__REQUIREMENT A__: In the film review below, why has District 13 come under the control of five different gangs?

__EXTRACTED TEXT__:
------------------------------------------------------------------------

If Michael Scott and Dwight Schrute are aping your moves, it's safe to say that you've entered the mainstream. Having seen the regional manager and assistant to the regional manager bouncing off the furniture at Dunder Mifflin while screaming Parkour! at bystanders, I believe David Belle's time has come.
As one of the founders of parkour, the art of navigating obstacle-filled environments with agility and speed, Belle got his shot at the big time with 2004's District B13 . Paired up with the formidable martial arts skills of co-star Cyril Raffaelli under the watchful eyes of producer Luc Besson and director Pierre Morel, Belle hit the ground running. Given just how much loopy fun that movie was, it's no surprise that most of the gang is back for seconds with District 13: Ultimatum. Although Morel moved on to utilizing his very particular set of skills to direct Liam Neeson in Taken , Besson, Belle and Raffaelli are all present and accounted for. Along with director Patrick Allesandrin, they have given us a sequel that ramps up almost every element of the original without sacrificing any of its giddy energy.
The film opens in 2016, three years after the events of the first film. Leito (David Belle) and Damien (Cyril Raffaelli) had prevented the destruction of District 13 at the hands of a conniving bureaucrat and even extracted a promise from the government to clean up the run down suburb. Unfortunately, that promise has gone unfulfilled. Due to a change in the administration, District 13 remains the same. It is still a barely contained ghetto that looks like a prison on a good day and a war zone on a bad day. The utter lack of any police presence has allowed the district to fall under the territorial rule of five different gangs who view their walled in community as a fortress. The lawlessness is demonstrated by a speed-ramped opening that takes us through the squalor while casting an eye on unsavory elements ranging from arms and drug trades to dog fights.

------------------------------------------------------------------------

(Image boundary labeling items)
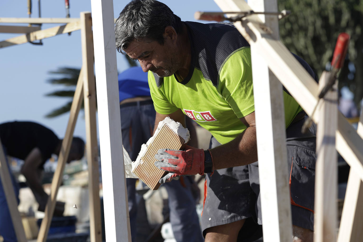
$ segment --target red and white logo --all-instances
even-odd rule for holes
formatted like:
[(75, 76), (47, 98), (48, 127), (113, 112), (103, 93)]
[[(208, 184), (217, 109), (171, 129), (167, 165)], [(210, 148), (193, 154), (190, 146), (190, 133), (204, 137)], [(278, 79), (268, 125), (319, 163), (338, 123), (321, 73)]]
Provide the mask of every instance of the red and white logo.
[(187, 116), (193, 120), (199, 122), (206, 122), (217, 120), (212, 115), (210, 111), (197, 112), (193, 110), (188, 110), (187, 109), (184, 109), (184, 110)]

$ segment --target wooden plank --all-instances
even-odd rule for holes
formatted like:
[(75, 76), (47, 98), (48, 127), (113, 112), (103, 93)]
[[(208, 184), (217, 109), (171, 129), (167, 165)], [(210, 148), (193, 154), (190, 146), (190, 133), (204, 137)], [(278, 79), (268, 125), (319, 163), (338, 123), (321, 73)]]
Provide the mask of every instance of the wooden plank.
[(101, 242), (102, 227), (99, 199), (98, 147), (96, 123), (96, 82), (93, 70), (93, 36), (90, 13), (81, 13), (81, 26), (85, 120), (87, 139), (86, 147), (88, 164), (90, 238), (91, 242)]
[[(331, 73), (323, 71), (319, 81), (319, 90), (328, 83)], [(317, 132), (315, 170), (314, 241), (336, 241), (338, 219), (338, 157), (335, 134), (338, 126), (337, 85), (329, 91), (319, 105)]]
[(154, 163), (157, 160), (154, 156), (159, 149), (182, 149), (185, 146), (185, 140), (166, 124), (161, 128), (160, 131), (157, 131), (153, 138), (154, 139), (147, 146), (144, 155), (136, 159), (137, 161), (140, 159), (140, 163), (132, 172), (150, 189), (155, 190), (160, 186), (159, 180), (168, 172), (155, 166)]
[(112, 0), (91, 0), (106, 240), (131, 241)]
[(0, 25), (0, 33), (30, 33), (40, 30), (40, 26), (14, 26), (9, 25)]
[(78, 114), (81, 109), (82, 104), (82, 98), (83, 97), (83, 71), (81, 69), (79, 72), (77, 86), (74, 91), (73, 102), (71, 106), (70, 111), (69, 119), (68, 125), (66, 130), (65, 135), (62, 142), (61, 151), (58, 155), (58, 163), (57, 168), (53, 176), (50, 186), (50, 195), (48, 199), (48, 202), (45, 207), (44, 212), (44, 217), (42, 221), (39, 233), (38, 236), (37, 242), (45, 242), (48, 232), (50, 226), (50, 222), (53, 216), (53, 213), (56, 208), (57, 202), (56, 198), (58, 193), (58, 189), (62, 183), (63, 176), (63, 171), (67, 160), (68, 160), (69, 150), (73, 138), (73, 132), (74, 130), (74, 127), (78, 117)]
[[(256, 12), (277, 11), (276, 0), (258, 0), (249, 3)], [(265, 23), (272, 30), (273, 38), (278, 40), (277, 16), (260, 15), (259, 17), (261, 22)], [(251, 47), (251, 53), (264, 237), (273, 238), (272, 241), (290, 242), (292, 229), (286, 179), (288, 174), (282, 85), (255, 46)]]
[[(363, 138), (363, 107), (358, 124), (357, 133)], [(363, 182), (356, 171), (351, 168), (340, 219), (338, 242), (358, 241), (363, 237)]]
[[(3, 145), (0, 140), (0, 179), (3, 185), (3, 188), (5, 193), (5, 197), (8, 203), (8, 207), (11, 216), (12, 222), (14, 226), (16, 238), (19, 242), (26, 242), (26, 237), (24, 232), (24, 228), (21, 222), (21, 218), (18, 210), (18, 203), (15, 197), (15, 193), (13, 188), (10, 174), (9, 173), (9, 167), (6, 161), (6, 158)], [(10, 222), (10, 221), (9, 221)]]
[(14, 24), (68, 24), (79, 21), (77, 18), (0, 18), (0, 23)]
[(335, 148), (350, 169), (363, 180), (363, 140), (341, 113), (338, 113)]
[(31, 33), (8, 39), (0, 42), (0, 48), (7, 47), (14, 45), (20, 45), (29, 42), (40, 40), (56, 35), (70, 33), (81, 29), (79, 21), (73, 22), (65, 25), (34, 31)]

------------------------------------------------------------------------

__REQUIREMENT B__: Reproduce the stretch of the records from their start through the line containing "109), (184, 110)]", both ends included, and leave the pictures out of your answer.

__CORRECT OUTPUT A__: The complete absence of any police presence has let the district fall under the territorial rule of five gangs, who treat their walled-in community as a fortress.

__CORRECT OUTPUT B__:
$ segment --target red and white logo --all-instances
even-odd rule for holes
formatted like:
[(75, 76), (47, 98), (48, 127), (113, 112), (103, 93)]
[[(208, 184), (217, 109), (171, 129), (167, 165)], [(210, 148), (193, 154), (190, 146), (190, 133), (204, 137)], [(278, 79), (268, 125), (319, 163), (338, 123), (321, 73)]]
Provide the mask of every instance of the red and white logo.
[(187, 116), (193, 120), (199, 122), (206, 122), (217, 120), (212, 115), (210, 111), (197, 112), (193, 110), (188, 110), (187, 109), (184, 109), (184, 110)]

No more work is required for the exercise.